>>

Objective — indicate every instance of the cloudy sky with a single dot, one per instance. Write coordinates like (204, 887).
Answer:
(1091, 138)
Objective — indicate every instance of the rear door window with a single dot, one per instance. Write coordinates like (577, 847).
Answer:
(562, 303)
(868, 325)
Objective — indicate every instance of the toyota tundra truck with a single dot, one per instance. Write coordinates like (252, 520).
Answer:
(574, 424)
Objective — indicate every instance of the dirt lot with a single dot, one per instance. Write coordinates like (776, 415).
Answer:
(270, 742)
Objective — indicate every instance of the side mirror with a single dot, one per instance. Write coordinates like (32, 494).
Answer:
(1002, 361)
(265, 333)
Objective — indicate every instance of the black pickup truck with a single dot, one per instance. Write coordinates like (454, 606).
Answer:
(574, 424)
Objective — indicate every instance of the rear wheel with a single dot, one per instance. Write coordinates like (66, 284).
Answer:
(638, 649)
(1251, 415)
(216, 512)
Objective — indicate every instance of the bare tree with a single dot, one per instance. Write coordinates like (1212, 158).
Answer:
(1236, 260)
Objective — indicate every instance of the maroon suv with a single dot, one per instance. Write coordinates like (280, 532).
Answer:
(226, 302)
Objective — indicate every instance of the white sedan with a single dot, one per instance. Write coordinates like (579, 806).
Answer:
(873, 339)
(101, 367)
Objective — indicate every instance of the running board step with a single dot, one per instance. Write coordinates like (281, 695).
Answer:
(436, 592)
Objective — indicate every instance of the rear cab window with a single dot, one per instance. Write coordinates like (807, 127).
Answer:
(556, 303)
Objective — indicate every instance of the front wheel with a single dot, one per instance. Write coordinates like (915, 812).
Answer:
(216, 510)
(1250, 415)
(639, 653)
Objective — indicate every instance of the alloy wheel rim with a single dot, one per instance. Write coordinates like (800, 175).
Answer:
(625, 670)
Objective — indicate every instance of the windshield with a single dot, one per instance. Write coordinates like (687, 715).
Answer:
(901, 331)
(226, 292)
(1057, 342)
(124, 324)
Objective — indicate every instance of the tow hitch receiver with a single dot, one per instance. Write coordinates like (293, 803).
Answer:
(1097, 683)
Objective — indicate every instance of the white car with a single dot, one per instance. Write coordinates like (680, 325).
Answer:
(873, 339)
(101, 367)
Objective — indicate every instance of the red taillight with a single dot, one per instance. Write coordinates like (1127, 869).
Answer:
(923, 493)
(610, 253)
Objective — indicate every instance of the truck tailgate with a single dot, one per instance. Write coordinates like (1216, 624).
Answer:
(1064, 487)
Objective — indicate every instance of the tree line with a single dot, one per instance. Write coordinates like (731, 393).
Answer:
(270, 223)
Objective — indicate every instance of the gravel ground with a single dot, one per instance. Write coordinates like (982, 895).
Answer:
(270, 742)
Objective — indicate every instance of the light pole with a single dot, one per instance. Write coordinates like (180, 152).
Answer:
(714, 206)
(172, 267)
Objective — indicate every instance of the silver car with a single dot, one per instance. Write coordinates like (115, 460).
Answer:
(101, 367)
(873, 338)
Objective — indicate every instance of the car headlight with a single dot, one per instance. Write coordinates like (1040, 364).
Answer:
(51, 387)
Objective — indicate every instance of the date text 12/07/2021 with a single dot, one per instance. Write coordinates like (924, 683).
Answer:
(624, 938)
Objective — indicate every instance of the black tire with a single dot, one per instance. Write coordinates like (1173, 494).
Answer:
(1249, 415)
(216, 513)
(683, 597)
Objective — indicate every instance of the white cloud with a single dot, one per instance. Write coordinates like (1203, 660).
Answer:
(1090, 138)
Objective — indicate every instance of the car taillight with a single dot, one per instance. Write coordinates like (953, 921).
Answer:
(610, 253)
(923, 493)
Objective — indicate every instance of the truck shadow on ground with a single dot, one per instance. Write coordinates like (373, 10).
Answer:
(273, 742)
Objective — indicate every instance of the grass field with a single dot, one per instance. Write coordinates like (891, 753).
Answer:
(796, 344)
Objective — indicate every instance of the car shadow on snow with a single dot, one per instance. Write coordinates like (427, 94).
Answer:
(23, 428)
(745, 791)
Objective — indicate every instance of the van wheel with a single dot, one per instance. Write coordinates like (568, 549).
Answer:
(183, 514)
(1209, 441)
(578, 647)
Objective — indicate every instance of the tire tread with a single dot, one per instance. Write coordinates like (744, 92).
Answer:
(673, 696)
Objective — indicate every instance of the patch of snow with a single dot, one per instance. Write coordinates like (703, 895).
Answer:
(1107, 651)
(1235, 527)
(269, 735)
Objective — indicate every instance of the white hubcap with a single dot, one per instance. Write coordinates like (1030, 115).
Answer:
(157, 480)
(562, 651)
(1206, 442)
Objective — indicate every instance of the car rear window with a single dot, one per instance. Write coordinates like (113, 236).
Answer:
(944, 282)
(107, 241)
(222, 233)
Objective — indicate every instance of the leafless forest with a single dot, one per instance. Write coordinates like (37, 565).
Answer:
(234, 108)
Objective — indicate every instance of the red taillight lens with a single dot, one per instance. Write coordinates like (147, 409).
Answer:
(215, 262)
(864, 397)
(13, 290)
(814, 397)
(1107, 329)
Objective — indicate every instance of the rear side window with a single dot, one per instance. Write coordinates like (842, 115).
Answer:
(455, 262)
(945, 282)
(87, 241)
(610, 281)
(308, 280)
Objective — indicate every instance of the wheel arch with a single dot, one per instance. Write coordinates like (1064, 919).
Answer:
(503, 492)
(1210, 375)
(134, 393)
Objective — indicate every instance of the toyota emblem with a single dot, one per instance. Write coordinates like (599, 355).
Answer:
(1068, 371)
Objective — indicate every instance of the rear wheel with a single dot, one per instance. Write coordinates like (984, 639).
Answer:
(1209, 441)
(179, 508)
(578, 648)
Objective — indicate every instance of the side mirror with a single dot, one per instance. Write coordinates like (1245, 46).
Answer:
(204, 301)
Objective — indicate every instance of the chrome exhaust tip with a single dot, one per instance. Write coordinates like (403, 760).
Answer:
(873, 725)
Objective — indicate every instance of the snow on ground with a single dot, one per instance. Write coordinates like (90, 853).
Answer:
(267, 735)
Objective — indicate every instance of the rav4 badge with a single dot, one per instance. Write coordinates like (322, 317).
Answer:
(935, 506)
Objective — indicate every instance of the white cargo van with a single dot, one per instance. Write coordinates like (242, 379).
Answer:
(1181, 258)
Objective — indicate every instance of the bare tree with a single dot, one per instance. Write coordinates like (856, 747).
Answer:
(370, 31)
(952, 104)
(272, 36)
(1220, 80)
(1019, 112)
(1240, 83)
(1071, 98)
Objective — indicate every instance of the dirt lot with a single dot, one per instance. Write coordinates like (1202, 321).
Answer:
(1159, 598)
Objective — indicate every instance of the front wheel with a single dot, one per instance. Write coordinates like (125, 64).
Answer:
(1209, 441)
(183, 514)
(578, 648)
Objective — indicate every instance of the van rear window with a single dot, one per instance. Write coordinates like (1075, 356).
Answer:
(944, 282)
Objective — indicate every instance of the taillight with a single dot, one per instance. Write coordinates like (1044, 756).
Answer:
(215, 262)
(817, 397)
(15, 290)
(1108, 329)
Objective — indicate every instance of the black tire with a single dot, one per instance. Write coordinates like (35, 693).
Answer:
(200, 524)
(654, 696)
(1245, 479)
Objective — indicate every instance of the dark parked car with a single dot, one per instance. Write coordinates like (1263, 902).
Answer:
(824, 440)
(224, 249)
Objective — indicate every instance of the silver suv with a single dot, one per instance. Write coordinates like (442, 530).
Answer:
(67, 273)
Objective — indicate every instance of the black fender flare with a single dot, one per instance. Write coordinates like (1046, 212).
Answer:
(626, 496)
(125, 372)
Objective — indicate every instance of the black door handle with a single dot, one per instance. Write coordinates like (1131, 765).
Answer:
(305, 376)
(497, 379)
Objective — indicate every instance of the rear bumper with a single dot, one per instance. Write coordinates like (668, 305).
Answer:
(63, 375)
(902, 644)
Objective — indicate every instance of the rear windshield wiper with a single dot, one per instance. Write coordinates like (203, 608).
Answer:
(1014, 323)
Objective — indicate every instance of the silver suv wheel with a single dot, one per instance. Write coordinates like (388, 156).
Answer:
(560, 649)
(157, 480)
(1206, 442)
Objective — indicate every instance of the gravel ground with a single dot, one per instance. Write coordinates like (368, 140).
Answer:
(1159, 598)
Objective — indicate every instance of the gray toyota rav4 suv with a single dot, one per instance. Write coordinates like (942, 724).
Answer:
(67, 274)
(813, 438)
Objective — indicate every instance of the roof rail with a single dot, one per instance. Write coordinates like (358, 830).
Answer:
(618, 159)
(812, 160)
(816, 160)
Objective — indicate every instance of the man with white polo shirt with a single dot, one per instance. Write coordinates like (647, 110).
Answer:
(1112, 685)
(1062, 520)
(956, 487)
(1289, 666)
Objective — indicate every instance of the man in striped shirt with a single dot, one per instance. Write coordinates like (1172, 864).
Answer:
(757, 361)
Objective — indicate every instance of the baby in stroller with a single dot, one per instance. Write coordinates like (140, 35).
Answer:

<<

● Stated goal:
Format the rows above as a numbered list, skipping any blank lines, starting at the line with "Objective — indicate every instance of the leafless" and ending with the line with "(1107, 329)", both included.

● Task answer:
1. Objective — indicate every instance of the leafless forest with a single dot, one per instance. Write coordinates like (37, 565).
2. Answer:
3. (234, 108)
4. Objective — indicate every instance of the red taillight lens with a single dot, one per instance. Write coordinates like (147, 409).
5. Answer:
6. (215, 262)
7. (864, 397)
8. (13, 290)
9. (814, 397)
10. (1107, 329)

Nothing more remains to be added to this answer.